_Texte fourni_
=======

Jean-Marie Audrain (509)

Né d'un père photographe et musicien et d'une mère poètesse, Jean-Marie Audrain s'est mis à écrire des poèmes et des chansons dès qu'il sut aligner 3 mots sur un buvard puis trois accords sur un instrument (piano ou guitare). À 8 ans, il rentre au Conservatoire pour étoffer sa formation musicale.
Après un bac littéraire, Jean-Marie suit un double cursus de musicologie et de philosophie à la Sorbonne.
Il se met à écrire, dès cette époque, des textes qui lui valurent la réputation d’un homme doublement spirituel passant allègrement d’un genre humoristique à un genre mystique. D’ailleurs, il reçut de la SPAF (Société des Poètes et Artistes de France) un grand diplôme d’honneur en ces deux catégories.
Dans ses sources d’inspiration, on pourrait citer La Fontaine, Brassens et Devos.

=======

_Entrées de données enregistrées_

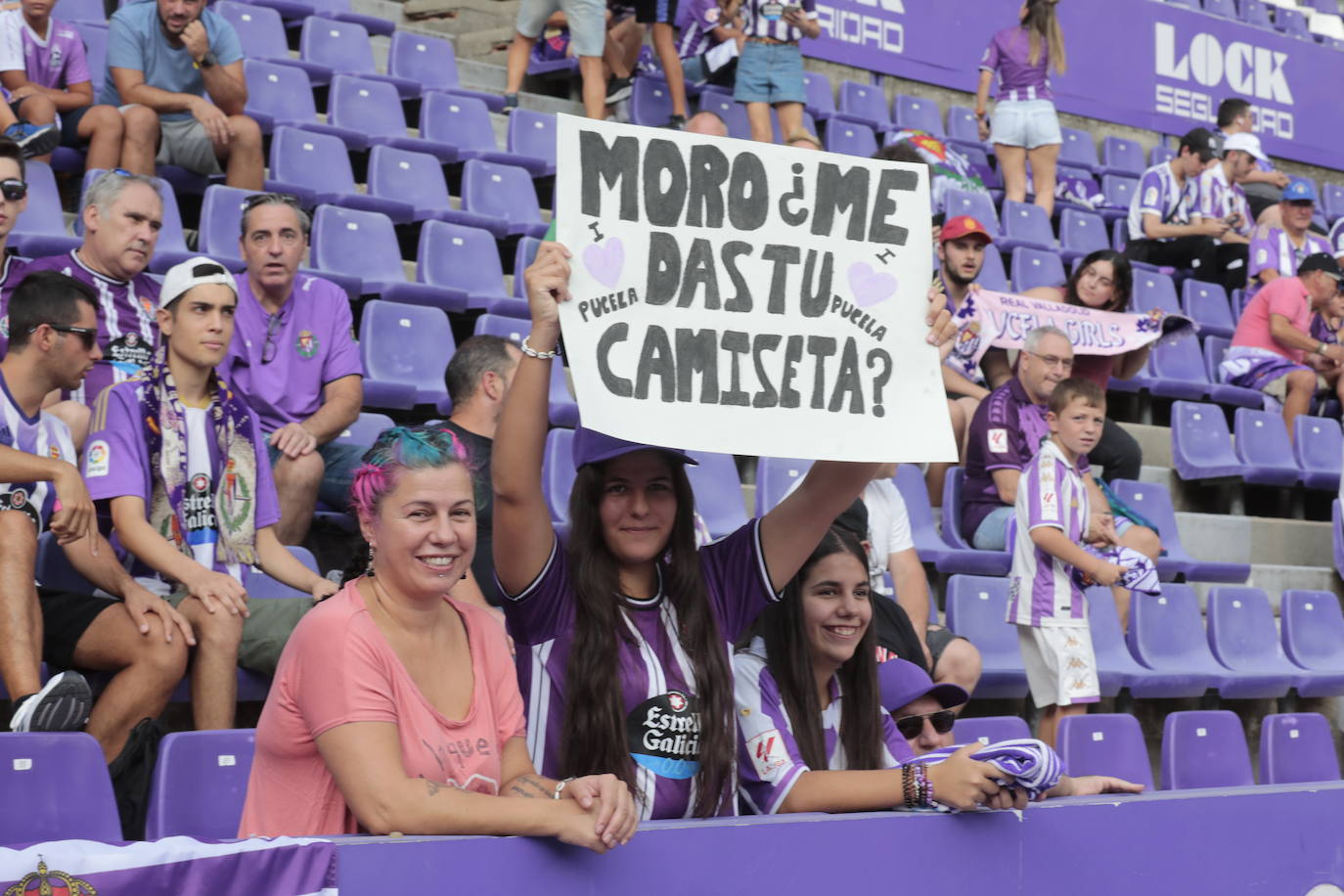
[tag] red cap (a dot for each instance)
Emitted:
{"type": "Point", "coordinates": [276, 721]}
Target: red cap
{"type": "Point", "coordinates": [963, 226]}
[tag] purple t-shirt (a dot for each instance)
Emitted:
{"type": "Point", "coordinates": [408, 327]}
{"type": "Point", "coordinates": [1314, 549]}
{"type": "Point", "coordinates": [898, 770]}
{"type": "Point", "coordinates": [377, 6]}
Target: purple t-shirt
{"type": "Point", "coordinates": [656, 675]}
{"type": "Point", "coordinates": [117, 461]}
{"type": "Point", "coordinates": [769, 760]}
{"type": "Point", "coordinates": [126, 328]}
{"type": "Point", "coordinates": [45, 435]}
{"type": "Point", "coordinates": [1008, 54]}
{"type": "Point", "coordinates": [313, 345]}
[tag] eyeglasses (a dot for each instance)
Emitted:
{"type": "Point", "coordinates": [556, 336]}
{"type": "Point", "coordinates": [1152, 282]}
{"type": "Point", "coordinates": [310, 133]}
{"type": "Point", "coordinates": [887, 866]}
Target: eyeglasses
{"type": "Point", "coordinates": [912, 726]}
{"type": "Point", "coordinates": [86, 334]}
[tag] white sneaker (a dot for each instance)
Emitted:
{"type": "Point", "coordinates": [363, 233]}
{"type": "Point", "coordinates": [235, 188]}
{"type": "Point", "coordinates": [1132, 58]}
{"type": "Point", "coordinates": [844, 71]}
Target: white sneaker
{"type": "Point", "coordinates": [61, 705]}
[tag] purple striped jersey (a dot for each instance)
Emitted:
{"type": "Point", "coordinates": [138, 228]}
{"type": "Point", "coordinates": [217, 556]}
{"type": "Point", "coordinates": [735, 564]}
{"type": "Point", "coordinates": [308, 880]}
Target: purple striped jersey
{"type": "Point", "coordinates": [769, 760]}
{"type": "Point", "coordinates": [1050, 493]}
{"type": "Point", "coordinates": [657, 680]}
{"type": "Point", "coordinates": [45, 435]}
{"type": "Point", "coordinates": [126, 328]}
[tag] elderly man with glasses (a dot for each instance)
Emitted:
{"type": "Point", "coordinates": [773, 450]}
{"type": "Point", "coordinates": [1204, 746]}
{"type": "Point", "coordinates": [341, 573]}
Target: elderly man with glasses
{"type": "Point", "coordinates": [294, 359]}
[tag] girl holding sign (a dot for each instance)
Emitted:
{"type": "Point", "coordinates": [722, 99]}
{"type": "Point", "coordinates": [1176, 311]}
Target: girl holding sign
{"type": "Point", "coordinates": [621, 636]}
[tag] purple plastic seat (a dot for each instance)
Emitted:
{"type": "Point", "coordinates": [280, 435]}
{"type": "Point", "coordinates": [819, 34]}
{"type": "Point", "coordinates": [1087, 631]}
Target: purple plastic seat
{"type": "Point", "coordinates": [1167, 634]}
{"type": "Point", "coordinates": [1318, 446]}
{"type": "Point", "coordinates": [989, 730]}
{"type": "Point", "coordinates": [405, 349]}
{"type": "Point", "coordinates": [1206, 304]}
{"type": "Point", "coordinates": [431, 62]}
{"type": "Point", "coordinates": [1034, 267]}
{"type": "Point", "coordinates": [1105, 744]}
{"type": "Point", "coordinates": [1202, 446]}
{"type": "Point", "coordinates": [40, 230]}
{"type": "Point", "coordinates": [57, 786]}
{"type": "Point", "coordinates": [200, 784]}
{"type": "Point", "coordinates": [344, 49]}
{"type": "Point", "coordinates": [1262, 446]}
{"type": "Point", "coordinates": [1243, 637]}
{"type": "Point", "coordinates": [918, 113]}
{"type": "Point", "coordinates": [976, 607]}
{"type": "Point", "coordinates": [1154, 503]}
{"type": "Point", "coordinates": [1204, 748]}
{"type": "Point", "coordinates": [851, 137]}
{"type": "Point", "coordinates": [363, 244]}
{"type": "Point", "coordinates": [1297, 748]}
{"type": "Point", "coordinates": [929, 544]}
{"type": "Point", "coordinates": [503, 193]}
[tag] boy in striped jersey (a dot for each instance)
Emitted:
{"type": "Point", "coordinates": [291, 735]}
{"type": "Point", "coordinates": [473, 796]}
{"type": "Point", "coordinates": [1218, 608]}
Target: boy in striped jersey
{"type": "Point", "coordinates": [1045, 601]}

=======

_Questions et exercices_
(A) Répondez aux questions suivantes d'après la notice sur Jean-Marie Audrain.
(i) À quel âge entre-t-il au Conservatoire ?
(ii) Quelles deux disciplines étudie-t-il à la Sorbonne ?
(iii) Quels noms la notice cite-t-elle parmi ses sources d'inspiration ?
(B) Veuillez extraire de la notice sur Jean-Marie Audrain le passage compris entre « Né d'un père » et « sa formation musicale. », ces deux bornes incluses.

_Corrigé des exercices_
(A)
(i) À 8 ans.
(ii) La musicologie et la philosophie.
(iii) La Fontaine, Brassens et Devos.

(B)
Né d'un père photographe et musicien et d'une mère poètesse, Jean-Marie Audrain s'est mis à écrire des poèmes et des chansons dès qu'il sut aligner 3 mots sur un buvard puis trois accords sur un instrument (piano ou guitare). À 8 ans, il rentre au Conservatoire pour étoffer sa formation musicale.